**RECORD EXCERPTS:**

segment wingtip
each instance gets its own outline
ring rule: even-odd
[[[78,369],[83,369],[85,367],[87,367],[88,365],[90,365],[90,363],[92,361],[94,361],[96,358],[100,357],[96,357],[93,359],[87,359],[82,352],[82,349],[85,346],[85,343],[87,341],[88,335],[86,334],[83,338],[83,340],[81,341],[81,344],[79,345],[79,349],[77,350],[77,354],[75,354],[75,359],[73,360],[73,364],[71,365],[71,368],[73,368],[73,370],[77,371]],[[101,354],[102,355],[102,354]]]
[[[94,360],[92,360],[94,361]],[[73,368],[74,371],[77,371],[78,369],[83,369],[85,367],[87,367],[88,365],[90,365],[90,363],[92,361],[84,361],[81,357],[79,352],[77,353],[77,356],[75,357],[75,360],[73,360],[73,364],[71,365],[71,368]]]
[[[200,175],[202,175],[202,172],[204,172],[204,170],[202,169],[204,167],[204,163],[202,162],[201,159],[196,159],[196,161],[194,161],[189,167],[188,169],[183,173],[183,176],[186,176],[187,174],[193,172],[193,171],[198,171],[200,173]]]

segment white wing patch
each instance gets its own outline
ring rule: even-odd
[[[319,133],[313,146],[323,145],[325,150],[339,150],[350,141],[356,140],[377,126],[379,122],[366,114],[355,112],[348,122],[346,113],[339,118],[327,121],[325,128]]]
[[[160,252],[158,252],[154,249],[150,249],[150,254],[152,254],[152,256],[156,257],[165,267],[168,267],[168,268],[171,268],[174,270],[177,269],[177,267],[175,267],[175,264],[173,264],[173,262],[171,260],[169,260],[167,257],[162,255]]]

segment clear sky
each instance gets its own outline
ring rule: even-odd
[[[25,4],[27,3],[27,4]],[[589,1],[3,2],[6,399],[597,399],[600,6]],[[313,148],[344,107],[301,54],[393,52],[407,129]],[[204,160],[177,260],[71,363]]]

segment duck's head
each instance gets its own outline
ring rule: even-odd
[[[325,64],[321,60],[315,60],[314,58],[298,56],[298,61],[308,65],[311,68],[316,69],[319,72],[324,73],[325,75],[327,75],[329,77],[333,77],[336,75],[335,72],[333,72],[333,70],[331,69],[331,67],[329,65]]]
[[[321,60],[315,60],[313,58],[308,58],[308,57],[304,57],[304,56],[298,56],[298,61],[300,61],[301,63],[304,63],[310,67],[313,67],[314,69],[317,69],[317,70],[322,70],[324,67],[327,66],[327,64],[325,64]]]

**WORK INSTRUCTION:**
The full listing above is to be transcribed exactly.

**EXERCISE OUTPUT:**
segment wingtip
each instance gets its own outline
ring rule: even-odd
[[[78,369],[83,369],[85,367],[87,367],[88,365],[90,365],[90,363],[92,361],[94,361],[96,358],[100,357],[96,357],[93,359],[87,359],[82,352],[82,349],[85,346],[85,343],[87,341],[88,335],[86,334],[83,338],[83,340],[81,341],[81,344],[79,345],[79,349],[77,350],[77,354],[75,354],[75,359],[73,360],[73,364],[71,365],[71,368],[73,368],[73,370],[77,371]],[[101,354],[102,355],[102,354]]]
[[[94,360],[92,360],[94,361]],[[73,368],[74,371],[77,371],[78,369],[83,369],[85,367],[87,367],[88,365],[90,365],[90,363],[92,361],[84,361],[81,357],[79,352],[77,353],[77,356],[75,357],[75,360],[73,360],[73,364],[71,365],[71,368]]]
[[[200,175],[202,175],[202,172],[204,172],[204,170],[202,169],[204,167],[204,163],[202,162],[201,159],[196,159],[196,161],[194,161],[189,167],[188,169],[183,173],[183,176],[186,176],[187,174],[193,172],[193,171],[198,171],[200,173]]]

segment white wing patch
each instance gets its own outline
ring rule: even-odd
[[[319,133],[313,146],[323,145],[325,150],[339,150],[350,141],[356,140],[377,126],[379,122],[366,114],[355,112],[348,122],[346,113],[339,118],[327,121],[325,128]]]
[[[160,252],[158,252],[154,249],[150,249],[150,254],[152,254],[152,256],[156,257],[165,267],[168,267],[168,268],[171,268],[174,270],[177,269],[177,267],[175,267],[175,264],[173,264],[173,262],[171,260],[169,260],[167,257],[162,255]]]

segment clear sky
each instance gets its own outline
ring rule: even-odd
[[[25,4],[27,3],[27,4]],[[589,1],[3,2],[6,399],[597,399],[600,6]],[[313,148],[344,107],[301,54],[393,52],[407,129]],[[204,160],[177,260],[71,363]]]

segment duck's head
each instance gets its own outline
ring rule: even-odd
[[[325,64],[321,60],[315,60],[314,58],[298,56],[298,61],[308,65],[311,68],[316,69],[319,72],[324,73],[325,75],[327,75],[329,77],[333,77],[336,75],[335,72],[333,72],[333,70],[331,69],[331,67],[329,65]]]
[[[321,60],[315,60],[313,58],[308,58],[308,57],[304,57],[304,56],[298,56],[298,61],[300,61],[301,63],[304,63],[310,67],[313,67],[314,69],[317,69],[317,70],[322,70],[324,67],[327,66],[327,64],[325,64]]]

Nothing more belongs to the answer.